**Selected text:**
Sunday, August 06, 2006

caveat lector

Perhaps proving that bookworms and peliculists (is there a word to describe movie junkies?) have more fun than everyone else...

Page 62 of Ken MacLeod's The Cassini Division pays homage to Oskar Lange:
"the (almost deserted) great hall of the Central Planning Board with its golden statue of Mises... Alas for plans."

As I learned from the last quarterly journal of Austrian Economics (and as I subsequently found quoted in this article written by the esteemed BK Marcus), Oskar Lange paid mocked homage to Mises in a 1936 response to the arguments of Professor Hayek and Robbins. Lange said, "socialists have certainly good reason to be grateful" to Mises for forcing them to "recognize the importance of an adequate system of economic accounting to guide the allocation of resources in a socialist economy." He even suggested that a "statue of Professor Mises ought to occupy an honorable place in the great hall of the ... Central Planning Board of a socialist state" in "recognition of the great service rendered by him" to the theory and practice of socialism.

In Alastair Reynold's Century Rain, Casablanca-ish similarities abound. Dialog such as
"stick my neck out" (page 116), "the beginning of a beautiful friendship" (page 457) and "We'll always have Paris" (page 496)
are clear references to the film noir classic, most probably to invoke a direct comparison of Floyd and Auger, the story's protagonists to Bogart and Bergman.

The story's love triangle, the lifelike characters whom exude multi-dimensionality, make this book stand apart from your typical space opera, the like of which so often contain the hackneyed panel of shallow caricatures. You can practically sense the murkiness of the cigarette smoke in this sci-fi turned silver screen whodunit?.

A rather shallow reference though is the story's human faction known as the "Slashers", an allusion any /.'er worth his salt has got to be brain dead to miss.

Robert A. Heinlein's Time Enough for Love is loaded, yes, loaded with semi-esoteric concepts, intimately familiar to Austrians or other studied libertarians. Perhaps its not what you would call jocular material, but I still appreciated those juicy bits with a suppressed chuckle of amusement.

**Data shown:**
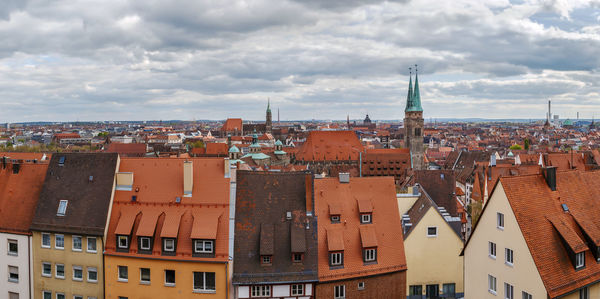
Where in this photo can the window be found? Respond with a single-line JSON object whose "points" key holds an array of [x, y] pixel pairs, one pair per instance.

**Work to do:**
1 – Summarize the blog post on literary references in two sentences.
2 – Answer these questions from the blog post on literary references:
(a) On which page of The Cassini Division does the homage to Oskar Lange appear?
(b) In what year did Lange respond to the arguments of Hayek and Robbins?
(c) What is the human faction in Century Rain called?

**Responses by task:**
1 – Page 62 of Ken MacLeod's The Cassini Division echoes Oskar Lange's 1936 mocking suggestion that a statue of Mises deserves an honorable place in the great hall of a socialist Central Planning Board. Century Rain contains dialog that clearly refers to Casablanca, and Robert A. Heinlein's Time Enough for Love is loaded with semi-esoteric concepts familiar to Austrians and other studied libertarians.

2 –
(a) Page 62
(b) 1936
(c) The "Slashers"